Lorenzo Meyer
MÉXICO, D.F. (Proceso).- Números y significado
Al concluir el segundo año del sexenio de Enrique Peña
Nieto (EPN), y teniendo como marco una inesperada y severa crisis
política, han aparecido números que dicen mucho sobre la naturaleza del
bienio.
Una encuesta del Centro de
Estudios Sociales y de Opinión Pública de la Cámara de Diputados
aparecida en octubre, es decir, antes de que la tragedia de Iguala
agudizara la actual crisis política, muestra que apenas 11% de los
ciudadanos aceptó tener mucha confianza en el presidente de la
República; otro 21% le concedió algo de la misma. En contraste, 33%
declaró que ya era poca su confianza en el personaje y, finalmente, 32%
de plano aseguró no tenerle ninguna. En consecuencia, si se toman como
punto de referencia las elecciones de 2012, donde EPN recibió el voto
de 38.15% de quienes acudieron a las urnas, el conjunto de ciudadanos
que aún confían en el ahora jefe del Ejecutivo es 16% menor al que votó
por él hace dos años. La mayoría –dos tercios– ve a EPN con mucha o
total desconfianza.
Ahora bien, EPN y los suyos pueden optar por otras
cifras, por ese número 11 que consideran simboliza el lado brillante de
su bienio: el conjunto de “reformas estructurales” que en algún futuro
modernizarán a México. Las 11 reformas son, en realidad, 10:
energética, competencia económica, telecomunicaciones y radiodifusión,
hacendaria, financiera, educativa, electoral, la del amparo, el código
de procedimientos penales y transparencia; la laboral, que generalmente
se incluye en el grupo, en realidad tuvo lugar al concluir el sexenio
anterior.
Blitzkrieg y petróleo
La ofensiva legislativa relámpago de EPN y su partido
contra el status quo se presentó como una gran victoria política, sobre
todo por el contraste con la impotencia que en este campo mostró el PAN
durante los 12 años que tuvo el control de la Presidencia.
Vistas con detenimiento, las 11 reformas mencionadas no
fueron el parteaguas que el gobierno dijo que eran, salvo en un caso:
el de los hidrocarburos. Y es que el cambio del artículo 27
constitucional para permitir el acceso del capital privado nacional e
internacional a todos los campos de la industria del petróleo y el gas
fue el golpe decisivo del neoliberalismo en contra del último gran
pilar del nacionalismo forjado por la Revolución Mexicana que aún
permanecía en pie.
Años antes, el gobierno panista de Felipe Calderón había
intentado un ataque lateral a la herencia constitucional cardenista
pero fracasó. Y es que Calderón se propuso abrir la explotación de los
depósitos de petróleo en aguas profundas al capital privado extranjero
prometiendo encontrar “un tesoro”, mas no logró el apoyo de la
oposición priista. En contraste, EPN diseñó una estrategia que de
entrada implicó contar con la anuencia y la colaboración activa e
incluso entusiasta de la oposición panista y perredista. Fue de este
modo que en tan sólo 20 meses EPN levantó el marco legal de un proyecto
sexenal que debería permitir a su gobierno una gran libertad en la
asignación de recursos y oportunidades al sector privado, en particular
a empresarios cercanos a él y al grupo que controla al gobierno federal.

_TAREAS PENDIENTES_
1) Según la columna sobre el bienio de Peña Nieto, ¿qué porcentaje de ciudadanos aceptó tener mucha confianza en el presidente en la encuesta de octubre?
2) Copia, sin cambiar nada, todo lo que va en la columna sobre el bienio de Peña Nieto desde "Una encuesta del" hasta "total desconfianza.".
3) Prosigue la columna sobre el bienio de Peña Nieto a partir de su última oración.
Las filas no tienen nada que ver con esto.

_DATOS_
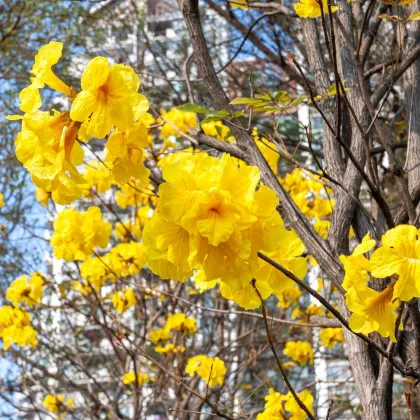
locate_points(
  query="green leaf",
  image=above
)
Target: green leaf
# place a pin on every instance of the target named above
(194, 108)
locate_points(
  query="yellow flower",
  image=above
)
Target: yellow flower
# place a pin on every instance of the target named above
(289, 256)
(372, 311)
(26, 290)
(314, 309)
(273, 408)
(124, 151)
(218, 130)
(180, 119)
(169, 348)
(312, 9)
(57, 403)
(135, 194)
(97, 176)
(205, 366)
(130, 378)
(48, 149)
(299, 351)
(77, 234)
(292, 406)
(331, 336)
(42, 196)
(123, 299)
(159, 335)
(400, 254)
(124, 260)
(180, 322)
(46, 58)
(108, 98)
(15, 327)
(126, 230)
(288, 297)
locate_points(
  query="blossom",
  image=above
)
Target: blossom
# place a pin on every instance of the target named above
(124, 152)
(331, 336)
(287, 255)
(212, 218)
(292, 406)
(218, 130)
(47, 147)
(299, 351)
(273, 408)
(180, 322)
(210, 369)
(175, 121)
(77, 234)
(15, 327)
(26, 290)
(372, 311)
(123, 299)
(97, 176)
(399, 254)
(57, 403)
(288, 297)
(108, 97)
(42, 196)
(169, 348)
(47, 56)
(130, 378)
(312, 9)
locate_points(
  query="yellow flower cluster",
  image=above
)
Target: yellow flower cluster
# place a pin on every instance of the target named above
(309, 194)
(57, 403)
(276, 406)
(212, 370)
(312, 9)
(299, 351)
(211, 217)
(47, 144)
(15, 327)
(373, 310)
(123, 299)
(26, 290)
(123, 260)
(331, 336)
(135, 195)
(174, 322)
(77, 234)
(98, 177)
(130, 378)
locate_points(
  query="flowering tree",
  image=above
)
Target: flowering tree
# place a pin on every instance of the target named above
(174, 219)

_RESPUESTAS FINALES_
1) Apenas el 11%.

2)
Una encuesta del Centro de
Estudios Sociales y de Opinión Pública de la Cámara de Diputados
aparecida en octubre, es decir, antes de que la tragedia de Iguala
agudizara la actual crisis política, muestra que apenas 11% de los
ciudadanos aceptó tener mucha confianza en el presidente de la
República; otro 21% le concedió algo de la misma. En contraste, 33%
declaró que ya era poca su confianza en el personaje y, finalmente, 32%
de plano aseguró no tenerle ninguna. En consecuencia, si se toman como
punto de referencia las elecciones de 2012, donde EPN recibió el voto
de 38.15% de quienes acudieron a las urnas, el conjunto de ciudadanos
que aún confían en el ahora jefe del Ejecutivo es 16% menor al que votó
por él hace dos años. La mayoría –dos tercios– ve a EPN con mucha o
total desconfianza.

3)
El corazón del proyecto
La estrategia legislativa que llevó a lograr las
“reformas estructurales” se diseñó a partir del llamado “Pacto por
México”. Este documento de 95 puntos, dado a conocer al día siguiente
de la toma de posesión, se convirtió en el corazón político de la
primera etapa del sexenio. Fue un gran acuerdo cupular entre el
presidente y su partido, por un lado, y por el otro los presidentes de
los dos grandes partidos que, formalmente, constituían la oposición de
derecha e izquierda: el PAN, que tras dos sexenios en la Presidencia
apenas obtuvo en 2012 el 25.4% de los votos, y el PRD, entonces la
segunda fuerza política (31.5% de los sufragios), pero que para
entonces ya estaba en una situación difícil, pues su candidato
presidencial y gran movilizador del voto, Andrés Manuel López Obrador
(AMLO), lo había abandonado para fundar otro –Morena– que,
inevitablemente, a partir de 2015 competiría con el PRD por el espacio
izquierdo del espectro político nacional.
De todos los cambios propuestos en el Pacto por México,
el más importante –el corazón del corazón– era el que se concentraba en
los puntos o compromisos del 54 al 60, y que implicaron la reforma al
artículo 27 constitucional en materia de hidrocarburos. Sin rechazar el
principio de que los depósitos petroleros son propiedad de la nación,
la reforma hizo de Pemex –símbolo del nacionalismo económico– una
empresa petrolera más, una que deberá competir con otras pues se
eliminó la restricción que desde 1960 impedía la firma de contratos con
particulares para la extracción de hidrocarburos; también se abrió la
petroquímica básica –hasta ese momento un monopolio del Estado– a la
inversión privada, lo mismo que el transporte y la comercialización de
los combustibles. Como corolario, el mercado eléctrico también se abrió
al capital privado nacional o externo.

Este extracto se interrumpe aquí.